__WHAT IS EXPECTED__
Pull out every line of the data below that contains the string "stone". Case counts, so match capital and lowercase letters as given.

__RECORDS FOR THE TASK__
--- --- ---
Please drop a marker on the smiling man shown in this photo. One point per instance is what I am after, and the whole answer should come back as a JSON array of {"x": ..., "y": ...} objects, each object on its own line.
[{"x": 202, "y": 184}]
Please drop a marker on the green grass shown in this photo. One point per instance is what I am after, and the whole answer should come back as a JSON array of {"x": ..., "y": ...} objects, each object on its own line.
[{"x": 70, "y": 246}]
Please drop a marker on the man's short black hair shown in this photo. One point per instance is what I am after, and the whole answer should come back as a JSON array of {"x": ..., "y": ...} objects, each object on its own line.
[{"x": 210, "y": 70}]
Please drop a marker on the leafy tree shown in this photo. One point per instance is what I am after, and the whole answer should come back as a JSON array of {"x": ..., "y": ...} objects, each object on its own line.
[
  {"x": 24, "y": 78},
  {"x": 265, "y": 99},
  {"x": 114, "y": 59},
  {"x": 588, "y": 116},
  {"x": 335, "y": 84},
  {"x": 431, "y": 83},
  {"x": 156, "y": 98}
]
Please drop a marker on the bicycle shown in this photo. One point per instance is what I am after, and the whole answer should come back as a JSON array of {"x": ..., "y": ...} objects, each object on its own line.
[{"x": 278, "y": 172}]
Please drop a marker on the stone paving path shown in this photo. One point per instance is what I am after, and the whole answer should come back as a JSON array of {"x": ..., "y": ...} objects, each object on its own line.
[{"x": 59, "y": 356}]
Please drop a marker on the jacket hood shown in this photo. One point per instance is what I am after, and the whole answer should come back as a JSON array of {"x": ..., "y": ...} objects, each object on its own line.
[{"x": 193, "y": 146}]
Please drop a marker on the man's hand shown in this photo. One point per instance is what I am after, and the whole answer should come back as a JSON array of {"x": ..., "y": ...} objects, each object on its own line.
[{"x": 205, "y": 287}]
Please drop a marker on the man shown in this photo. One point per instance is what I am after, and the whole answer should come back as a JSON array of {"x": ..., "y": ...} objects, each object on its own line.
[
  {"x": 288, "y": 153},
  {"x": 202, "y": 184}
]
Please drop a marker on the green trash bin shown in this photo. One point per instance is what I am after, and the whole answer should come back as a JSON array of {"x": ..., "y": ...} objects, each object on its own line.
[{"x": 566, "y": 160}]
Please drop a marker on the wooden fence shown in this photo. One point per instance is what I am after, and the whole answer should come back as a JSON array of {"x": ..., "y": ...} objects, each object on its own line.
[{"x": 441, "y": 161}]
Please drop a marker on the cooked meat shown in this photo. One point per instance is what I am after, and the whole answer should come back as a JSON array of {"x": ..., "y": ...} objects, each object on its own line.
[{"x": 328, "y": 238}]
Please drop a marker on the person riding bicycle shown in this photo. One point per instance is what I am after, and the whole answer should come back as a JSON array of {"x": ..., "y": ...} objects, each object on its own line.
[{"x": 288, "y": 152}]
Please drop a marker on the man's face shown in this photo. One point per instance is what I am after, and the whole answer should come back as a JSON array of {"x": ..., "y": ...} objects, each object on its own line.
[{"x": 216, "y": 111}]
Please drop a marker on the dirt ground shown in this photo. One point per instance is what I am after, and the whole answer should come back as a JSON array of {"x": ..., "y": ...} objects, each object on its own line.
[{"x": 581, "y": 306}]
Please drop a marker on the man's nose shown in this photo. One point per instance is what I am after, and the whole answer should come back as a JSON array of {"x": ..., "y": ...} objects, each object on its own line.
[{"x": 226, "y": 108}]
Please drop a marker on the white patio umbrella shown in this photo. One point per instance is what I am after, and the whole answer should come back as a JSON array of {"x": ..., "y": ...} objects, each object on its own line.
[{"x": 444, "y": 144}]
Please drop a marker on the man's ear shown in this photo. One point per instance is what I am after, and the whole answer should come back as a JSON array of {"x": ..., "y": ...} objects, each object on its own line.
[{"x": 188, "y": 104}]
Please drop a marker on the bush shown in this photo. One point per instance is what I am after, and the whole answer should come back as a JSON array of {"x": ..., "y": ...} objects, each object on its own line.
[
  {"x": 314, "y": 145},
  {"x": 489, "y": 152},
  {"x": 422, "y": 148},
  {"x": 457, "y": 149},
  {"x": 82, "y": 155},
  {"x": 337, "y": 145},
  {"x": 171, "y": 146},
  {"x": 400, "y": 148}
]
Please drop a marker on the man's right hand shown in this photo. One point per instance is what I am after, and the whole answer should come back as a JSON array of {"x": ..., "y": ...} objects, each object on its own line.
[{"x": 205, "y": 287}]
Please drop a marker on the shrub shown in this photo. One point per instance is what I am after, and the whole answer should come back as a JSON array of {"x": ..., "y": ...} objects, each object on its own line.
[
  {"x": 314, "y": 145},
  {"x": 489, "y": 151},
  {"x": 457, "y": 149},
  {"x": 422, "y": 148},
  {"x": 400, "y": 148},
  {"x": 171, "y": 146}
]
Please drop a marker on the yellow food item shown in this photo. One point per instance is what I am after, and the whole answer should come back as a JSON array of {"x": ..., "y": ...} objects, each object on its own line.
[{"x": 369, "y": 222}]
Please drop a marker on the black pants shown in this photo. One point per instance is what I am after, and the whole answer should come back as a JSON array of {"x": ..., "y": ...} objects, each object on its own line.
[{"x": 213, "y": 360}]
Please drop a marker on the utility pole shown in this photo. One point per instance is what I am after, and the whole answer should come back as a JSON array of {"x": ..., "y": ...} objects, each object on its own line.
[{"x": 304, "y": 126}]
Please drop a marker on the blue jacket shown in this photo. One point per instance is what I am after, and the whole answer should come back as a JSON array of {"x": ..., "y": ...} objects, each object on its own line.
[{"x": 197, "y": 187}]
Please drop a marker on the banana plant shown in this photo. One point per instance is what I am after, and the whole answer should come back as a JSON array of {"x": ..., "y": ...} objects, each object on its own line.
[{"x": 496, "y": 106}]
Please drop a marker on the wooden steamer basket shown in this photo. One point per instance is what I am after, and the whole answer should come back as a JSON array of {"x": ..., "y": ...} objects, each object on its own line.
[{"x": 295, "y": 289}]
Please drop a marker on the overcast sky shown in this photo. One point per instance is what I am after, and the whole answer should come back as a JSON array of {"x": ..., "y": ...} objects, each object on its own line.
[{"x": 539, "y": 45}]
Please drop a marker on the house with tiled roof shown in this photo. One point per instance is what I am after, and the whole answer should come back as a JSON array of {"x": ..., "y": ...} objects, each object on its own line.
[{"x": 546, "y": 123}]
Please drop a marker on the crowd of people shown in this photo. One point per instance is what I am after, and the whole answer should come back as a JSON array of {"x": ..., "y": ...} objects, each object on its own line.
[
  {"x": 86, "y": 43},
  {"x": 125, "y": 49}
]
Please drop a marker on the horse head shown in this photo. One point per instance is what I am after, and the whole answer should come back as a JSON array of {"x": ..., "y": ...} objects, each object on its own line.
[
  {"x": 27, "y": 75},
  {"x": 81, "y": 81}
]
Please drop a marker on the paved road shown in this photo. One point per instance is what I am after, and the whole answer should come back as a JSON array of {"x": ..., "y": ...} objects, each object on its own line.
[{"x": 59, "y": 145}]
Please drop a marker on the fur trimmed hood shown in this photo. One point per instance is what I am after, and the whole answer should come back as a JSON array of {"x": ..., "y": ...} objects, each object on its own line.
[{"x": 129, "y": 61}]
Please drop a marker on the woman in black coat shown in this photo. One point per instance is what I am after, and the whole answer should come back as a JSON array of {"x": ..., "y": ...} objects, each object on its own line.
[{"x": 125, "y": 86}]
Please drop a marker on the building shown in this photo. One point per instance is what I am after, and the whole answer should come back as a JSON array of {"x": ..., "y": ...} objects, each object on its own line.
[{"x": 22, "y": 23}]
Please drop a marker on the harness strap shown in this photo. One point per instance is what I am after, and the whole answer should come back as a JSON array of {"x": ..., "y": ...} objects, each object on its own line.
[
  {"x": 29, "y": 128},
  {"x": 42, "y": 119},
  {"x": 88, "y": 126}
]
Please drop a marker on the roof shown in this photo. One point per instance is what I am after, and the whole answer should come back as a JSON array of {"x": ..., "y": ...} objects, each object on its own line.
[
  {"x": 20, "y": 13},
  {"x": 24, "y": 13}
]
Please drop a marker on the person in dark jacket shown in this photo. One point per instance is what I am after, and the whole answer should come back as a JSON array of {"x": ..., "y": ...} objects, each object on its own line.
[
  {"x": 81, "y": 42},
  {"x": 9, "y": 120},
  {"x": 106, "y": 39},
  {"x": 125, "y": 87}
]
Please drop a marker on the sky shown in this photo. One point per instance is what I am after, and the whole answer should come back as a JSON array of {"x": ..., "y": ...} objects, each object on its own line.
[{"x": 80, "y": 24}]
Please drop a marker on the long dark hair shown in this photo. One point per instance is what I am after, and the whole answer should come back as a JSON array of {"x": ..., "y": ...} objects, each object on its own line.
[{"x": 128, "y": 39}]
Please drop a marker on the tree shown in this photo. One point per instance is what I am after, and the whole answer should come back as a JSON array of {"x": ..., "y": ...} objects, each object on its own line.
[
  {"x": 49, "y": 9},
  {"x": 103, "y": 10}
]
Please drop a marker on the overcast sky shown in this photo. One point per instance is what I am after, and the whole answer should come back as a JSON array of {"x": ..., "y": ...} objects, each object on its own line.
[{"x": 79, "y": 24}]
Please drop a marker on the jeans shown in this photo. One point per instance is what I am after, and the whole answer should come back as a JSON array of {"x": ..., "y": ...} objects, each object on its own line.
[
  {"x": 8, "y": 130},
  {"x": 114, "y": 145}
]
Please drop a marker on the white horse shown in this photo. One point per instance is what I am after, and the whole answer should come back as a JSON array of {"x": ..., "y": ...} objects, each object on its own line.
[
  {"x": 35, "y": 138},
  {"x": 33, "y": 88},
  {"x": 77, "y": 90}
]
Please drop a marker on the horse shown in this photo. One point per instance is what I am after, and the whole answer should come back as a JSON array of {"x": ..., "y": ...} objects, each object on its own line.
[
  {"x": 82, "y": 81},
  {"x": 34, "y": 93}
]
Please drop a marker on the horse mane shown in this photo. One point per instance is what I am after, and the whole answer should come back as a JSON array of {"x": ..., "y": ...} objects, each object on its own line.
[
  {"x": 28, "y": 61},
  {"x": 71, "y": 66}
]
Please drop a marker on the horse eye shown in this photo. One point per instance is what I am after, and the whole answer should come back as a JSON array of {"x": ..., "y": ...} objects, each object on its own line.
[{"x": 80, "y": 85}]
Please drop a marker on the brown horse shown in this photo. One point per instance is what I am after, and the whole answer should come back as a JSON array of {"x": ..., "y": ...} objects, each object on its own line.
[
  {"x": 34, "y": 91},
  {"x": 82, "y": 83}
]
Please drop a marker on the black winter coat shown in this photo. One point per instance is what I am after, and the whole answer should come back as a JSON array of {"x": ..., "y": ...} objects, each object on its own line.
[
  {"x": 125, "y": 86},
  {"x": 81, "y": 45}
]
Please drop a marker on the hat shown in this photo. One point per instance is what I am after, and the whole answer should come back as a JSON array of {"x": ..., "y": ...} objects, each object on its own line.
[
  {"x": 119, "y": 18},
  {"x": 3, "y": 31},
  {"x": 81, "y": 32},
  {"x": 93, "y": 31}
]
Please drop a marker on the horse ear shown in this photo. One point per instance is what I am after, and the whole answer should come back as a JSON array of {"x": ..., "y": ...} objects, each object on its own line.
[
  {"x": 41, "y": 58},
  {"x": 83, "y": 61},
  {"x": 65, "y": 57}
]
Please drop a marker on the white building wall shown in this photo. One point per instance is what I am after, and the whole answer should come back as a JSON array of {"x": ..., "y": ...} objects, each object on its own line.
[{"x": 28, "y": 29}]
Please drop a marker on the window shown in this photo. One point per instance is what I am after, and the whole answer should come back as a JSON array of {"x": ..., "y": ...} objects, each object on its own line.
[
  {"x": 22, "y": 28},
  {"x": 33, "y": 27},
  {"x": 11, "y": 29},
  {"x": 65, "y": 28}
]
--- --- ---
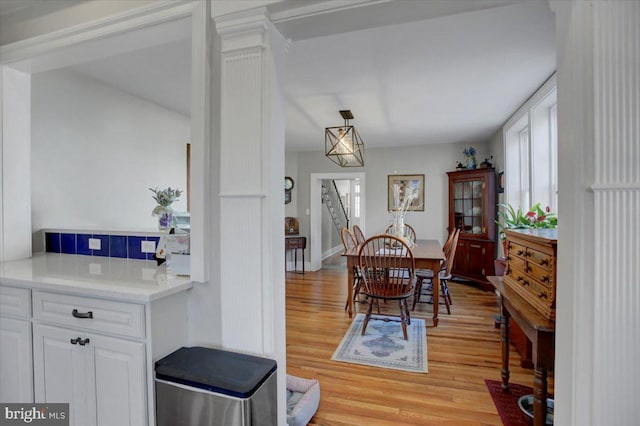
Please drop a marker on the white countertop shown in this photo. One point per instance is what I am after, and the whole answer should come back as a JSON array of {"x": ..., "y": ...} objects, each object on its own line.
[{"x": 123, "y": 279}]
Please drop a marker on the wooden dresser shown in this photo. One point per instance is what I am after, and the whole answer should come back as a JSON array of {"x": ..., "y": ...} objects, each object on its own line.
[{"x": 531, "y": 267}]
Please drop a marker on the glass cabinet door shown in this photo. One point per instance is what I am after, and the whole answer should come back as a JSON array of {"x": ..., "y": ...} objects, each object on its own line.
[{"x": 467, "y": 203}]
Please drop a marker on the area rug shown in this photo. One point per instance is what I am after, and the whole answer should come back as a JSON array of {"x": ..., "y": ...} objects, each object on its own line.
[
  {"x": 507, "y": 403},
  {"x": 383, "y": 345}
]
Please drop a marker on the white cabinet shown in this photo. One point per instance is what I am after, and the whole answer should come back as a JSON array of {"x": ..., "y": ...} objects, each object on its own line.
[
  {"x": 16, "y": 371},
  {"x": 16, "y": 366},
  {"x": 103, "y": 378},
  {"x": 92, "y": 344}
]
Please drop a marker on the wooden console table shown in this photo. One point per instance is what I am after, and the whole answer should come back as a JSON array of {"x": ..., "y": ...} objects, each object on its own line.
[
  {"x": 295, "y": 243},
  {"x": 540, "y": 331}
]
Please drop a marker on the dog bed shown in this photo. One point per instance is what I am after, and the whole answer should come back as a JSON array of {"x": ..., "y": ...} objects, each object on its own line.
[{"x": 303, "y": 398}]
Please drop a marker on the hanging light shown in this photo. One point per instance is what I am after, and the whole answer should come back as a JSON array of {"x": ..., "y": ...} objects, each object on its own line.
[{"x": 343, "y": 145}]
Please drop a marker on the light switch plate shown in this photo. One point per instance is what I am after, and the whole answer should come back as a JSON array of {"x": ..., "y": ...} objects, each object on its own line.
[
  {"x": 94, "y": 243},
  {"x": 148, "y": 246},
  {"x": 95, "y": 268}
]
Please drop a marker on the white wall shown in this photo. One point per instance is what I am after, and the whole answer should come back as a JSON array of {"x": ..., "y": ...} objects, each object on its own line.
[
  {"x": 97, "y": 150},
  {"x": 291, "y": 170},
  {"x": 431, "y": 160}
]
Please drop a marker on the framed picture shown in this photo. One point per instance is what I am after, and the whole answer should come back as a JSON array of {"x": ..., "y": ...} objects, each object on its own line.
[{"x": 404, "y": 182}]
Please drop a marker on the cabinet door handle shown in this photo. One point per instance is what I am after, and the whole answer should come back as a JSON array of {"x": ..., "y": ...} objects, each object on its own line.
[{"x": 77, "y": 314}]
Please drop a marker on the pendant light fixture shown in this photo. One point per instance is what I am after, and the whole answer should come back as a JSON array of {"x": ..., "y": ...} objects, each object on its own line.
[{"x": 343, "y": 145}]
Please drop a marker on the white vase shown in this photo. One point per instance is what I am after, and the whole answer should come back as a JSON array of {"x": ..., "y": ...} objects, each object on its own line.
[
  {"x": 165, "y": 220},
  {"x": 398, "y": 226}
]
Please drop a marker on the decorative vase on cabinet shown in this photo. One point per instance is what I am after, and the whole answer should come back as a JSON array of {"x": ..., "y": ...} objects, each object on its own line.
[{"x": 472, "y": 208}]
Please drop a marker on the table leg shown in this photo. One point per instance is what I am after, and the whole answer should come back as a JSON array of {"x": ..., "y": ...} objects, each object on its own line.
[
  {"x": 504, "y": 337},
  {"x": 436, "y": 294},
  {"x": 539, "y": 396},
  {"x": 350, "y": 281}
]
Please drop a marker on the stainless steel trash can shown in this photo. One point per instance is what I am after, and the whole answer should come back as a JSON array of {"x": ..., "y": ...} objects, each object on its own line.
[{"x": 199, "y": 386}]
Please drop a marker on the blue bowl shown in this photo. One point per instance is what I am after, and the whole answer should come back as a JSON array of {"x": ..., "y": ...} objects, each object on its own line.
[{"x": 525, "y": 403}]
--- --- ---
__RESULT OF THIS TASK__
Please drop a marker on the stone paving path shown in this photo. One point per instance is what I am after, and the whole answer should come back as a JSON array of {"x": ..., "y": ...} objects, each object on its own line.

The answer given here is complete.